→ **Task instructions**:
In the passage about MIRC's public comment, which department proposed the rules that MIRC opposed?

→ **Passage provided**:

Public comment opposing Proposed Rules on Administrative Closure, Appellate Procedures, and Decisional Finality in Immigration Proceedings, Federal Register No. 2020-18676, EOIR Docket No. 19-0022, A.G. Order No. 4800-2020, RIN 1125-AA96
September 24, 2020
MIRC submitted a public comment opposing new rules proposed by the Department of Justice that would further politicize the Immigration Courts and would strip immigrants of crucial tools for avoiding deportation. These proposed rules turn an already unfair, prejudiced, limited-review 'court,' into an adjudicative machine with little to no due process.

→ **Data excerpts**:
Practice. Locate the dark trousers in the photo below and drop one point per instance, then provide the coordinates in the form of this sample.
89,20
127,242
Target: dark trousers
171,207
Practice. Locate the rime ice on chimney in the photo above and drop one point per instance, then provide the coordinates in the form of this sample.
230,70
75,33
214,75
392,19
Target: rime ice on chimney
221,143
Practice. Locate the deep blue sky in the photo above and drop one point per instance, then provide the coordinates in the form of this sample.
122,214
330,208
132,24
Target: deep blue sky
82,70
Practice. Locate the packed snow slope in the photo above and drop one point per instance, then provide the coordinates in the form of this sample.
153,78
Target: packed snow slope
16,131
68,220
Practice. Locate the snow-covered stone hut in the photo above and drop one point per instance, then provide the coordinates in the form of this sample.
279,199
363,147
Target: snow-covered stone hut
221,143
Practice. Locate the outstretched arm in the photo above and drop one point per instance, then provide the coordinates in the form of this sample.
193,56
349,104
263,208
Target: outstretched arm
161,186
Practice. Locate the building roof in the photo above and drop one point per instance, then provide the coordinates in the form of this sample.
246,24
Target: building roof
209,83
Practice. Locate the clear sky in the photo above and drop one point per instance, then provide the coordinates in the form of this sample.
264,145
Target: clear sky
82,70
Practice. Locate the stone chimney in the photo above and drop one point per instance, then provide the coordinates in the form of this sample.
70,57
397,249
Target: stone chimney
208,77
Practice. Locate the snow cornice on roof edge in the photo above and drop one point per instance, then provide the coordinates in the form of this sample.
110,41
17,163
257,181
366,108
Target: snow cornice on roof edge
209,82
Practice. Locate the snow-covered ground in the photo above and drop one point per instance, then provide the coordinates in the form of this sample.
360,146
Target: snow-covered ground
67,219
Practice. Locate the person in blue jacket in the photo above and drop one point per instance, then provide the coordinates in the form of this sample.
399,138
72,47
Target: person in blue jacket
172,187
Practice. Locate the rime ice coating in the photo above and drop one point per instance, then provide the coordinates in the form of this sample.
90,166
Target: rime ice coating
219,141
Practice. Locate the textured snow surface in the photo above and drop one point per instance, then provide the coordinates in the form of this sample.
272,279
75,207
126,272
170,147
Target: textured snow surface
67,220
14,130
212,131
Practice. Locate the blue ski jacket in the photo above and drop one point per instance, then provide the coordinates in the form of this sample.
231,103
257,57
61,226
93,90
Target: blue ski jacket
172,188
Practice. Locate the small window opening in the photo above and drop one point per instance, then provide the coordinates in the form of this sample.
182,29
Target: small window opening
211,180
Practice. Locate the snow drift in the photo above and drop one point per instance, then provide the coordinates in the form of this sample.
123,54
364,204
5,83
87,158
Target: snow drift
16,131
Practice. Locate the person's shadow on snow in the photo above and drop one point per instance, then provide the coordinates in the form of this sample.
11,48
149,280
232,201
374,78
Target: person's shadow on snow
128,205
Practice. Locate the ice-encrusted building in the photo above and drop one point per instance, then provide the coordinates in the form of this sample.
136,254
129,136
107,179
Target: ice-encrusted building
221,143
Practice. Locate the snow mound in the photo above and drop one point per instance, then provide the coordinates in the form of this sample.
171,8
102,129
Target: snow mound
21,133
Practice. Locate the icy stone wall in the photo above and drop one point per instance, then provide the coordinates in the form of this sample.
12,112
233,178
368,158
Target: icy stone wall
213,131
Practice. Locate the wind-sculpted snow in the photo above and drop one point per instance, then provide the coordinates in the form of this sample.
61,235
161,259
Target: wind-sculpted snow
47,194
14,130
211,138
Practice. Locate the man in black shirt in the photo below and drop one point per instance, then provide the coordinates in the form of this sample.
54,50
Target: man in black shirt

→ **Result of this task**:
The Department of Justice.